━━━ Dataset extract ━━━

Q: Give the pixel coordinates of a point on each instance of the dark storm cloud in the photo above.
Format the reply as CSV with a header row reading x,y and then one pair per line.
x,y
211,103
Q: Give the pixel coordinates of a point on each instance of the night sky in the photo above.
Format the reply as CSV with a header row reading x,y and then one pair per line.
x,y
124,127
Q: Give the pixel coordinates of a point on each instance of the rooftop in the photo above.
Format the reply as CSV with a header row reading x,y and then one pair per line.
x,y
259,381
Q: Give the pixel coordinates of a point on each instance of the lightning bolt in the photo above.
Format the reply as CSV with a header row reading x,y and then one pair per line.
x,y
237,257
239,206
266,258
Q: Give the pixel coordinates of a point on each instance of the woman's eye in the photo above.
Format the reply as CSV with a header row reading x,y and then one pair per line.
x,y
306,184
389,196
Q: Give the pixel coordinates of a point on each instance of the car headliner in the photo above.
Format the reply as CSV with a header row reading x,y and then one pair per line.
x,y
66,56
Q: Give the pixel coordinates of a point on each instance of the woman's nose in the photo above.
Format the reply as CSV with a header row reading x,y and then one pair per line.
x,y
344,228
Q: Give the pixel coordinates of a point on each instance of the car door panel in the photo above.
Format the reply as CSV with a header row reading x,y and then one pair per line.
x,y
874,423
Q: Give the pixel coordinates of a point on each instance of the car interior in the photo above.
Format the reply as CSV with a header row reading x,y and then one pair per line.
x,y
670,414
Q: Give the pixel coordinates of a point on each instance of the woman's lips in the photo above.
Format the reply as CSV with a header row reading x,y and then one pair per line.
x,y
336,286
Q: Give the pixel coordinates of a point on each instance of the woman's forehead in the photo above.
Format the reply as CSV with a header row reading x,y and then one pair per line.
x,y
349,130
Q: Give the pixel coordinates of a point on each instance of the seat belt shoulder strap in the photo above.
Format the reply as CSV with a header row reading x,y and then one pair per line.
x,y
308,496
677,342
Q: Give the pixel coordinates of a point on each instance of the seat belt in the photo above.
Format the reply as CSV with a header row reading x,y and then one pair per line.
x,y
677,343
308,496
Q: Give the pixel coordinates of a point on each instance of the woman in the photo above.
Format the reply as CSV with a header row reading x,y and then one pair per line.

━━━

**Your instructions:** Reproduce, exactly as they stand in the data above, the lines from the one that holds "bolt in the photo above." to the one that holds "strap in the photo above.", inclusive.

**Output of the exercise:**
Q: Give the pixel coordinates of a point on each instance of the lightning bolt in the photo above.
Format the reply as CSV with a header row reading x,y and then one pair per line.
x,y
237,257
239,206
266,258
Q: Give the pixel coordinates of a point on each instance of the woman's eye in the photo above.
Format the reply as CSV with a header row reading x,y and then one pair per line.
x,y
306,184
389,196
Q: Give the pixel coordinates of a point on each instance of the car headliner in the photo above.
Format the reply as CSV with a header row reading x,y and then one pair per line.
x,y
66,56
Q: Give the pixel coordinates of a point on each instance of the woman's nose in the photo above.
Format the reply as CSV with a header row reading x,y and then one pair per line.
x,y
344,228
Q: Give the pixel coordinates of a point on each instance of the car door panel in the photo above.
Format the reply as CSV with a header row reading x,y and then one pair per line.
x,y
874,423
Q: Give the pixel coordinates of a point on each instance of the car interior in the photo above.
Format the reply as CSV with a header row reading x,y and then one pair per line.
x,y
670,414
Q: Give the pixel coordinates of a point on each instance of the woman's lips in the photo above.
Format the reply as CSV with a header row reading x,y and then one pair per line.
x,y
336,286
Q: Give the pixel coordinates of a point on each instance of the woman's forehead in the photo above.
Format the reply as CSV with a header row reading x,y and then one pair per line.
x,y
349,130
Q: Give the pixel coordinates of a point on each instance of the seat belt shoulder strap in the photo above.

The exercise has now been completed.